__DATASET ENTRIES__
# # # # #

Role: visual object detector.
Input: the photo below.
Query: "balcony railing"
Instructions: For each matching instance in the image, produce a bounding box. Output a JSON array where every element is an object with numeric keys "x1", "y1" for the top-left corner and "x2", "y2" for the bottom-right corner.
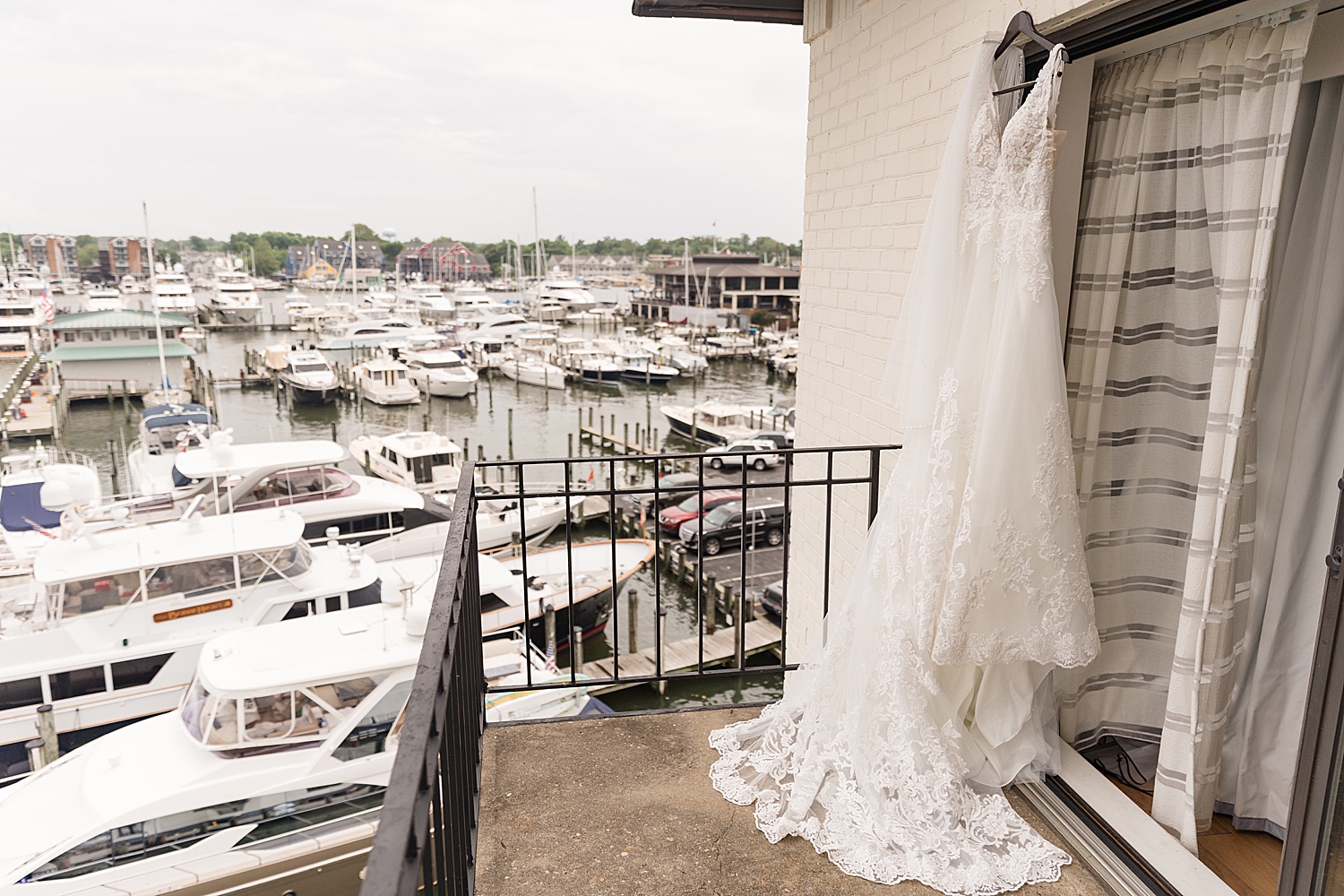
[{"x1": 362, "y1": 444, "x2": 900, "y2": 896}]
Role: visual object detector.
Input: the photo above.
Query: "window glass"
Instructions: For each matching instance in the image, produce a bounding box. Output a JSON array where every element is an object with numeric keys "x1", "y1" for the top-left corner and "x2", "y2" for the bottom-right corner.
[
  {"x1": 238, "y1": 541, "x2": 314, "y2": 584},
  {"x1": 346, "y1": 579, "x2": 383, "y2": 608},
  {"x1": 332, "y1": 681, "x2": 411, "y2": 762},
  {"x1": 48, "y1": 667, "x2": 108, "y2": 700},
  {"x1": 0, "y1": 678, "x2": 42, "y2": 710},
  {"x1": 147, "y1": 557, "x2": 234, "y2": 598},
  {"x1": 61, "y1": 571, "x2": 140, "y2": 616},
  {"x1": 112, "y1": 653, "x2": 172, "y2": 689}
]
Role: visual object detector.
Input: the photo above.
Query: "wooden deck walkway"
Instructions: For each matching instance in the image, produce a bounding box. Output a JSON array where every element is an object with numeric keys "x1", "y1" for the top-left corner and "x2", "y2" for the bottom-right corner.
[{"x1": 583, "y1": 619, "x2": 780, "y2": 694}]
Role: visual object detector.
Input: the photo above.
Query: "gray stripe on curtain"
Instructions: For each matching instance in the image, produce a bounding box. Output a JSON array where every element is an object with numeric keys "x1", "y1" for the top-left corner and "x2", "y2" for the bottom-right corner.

# # # # #

__BRIEF__
Count the lines above that contain the string "Query", treating uppercase and lowercase letters as distinct, and give only the number.

__WRITTEN ANSWER__
4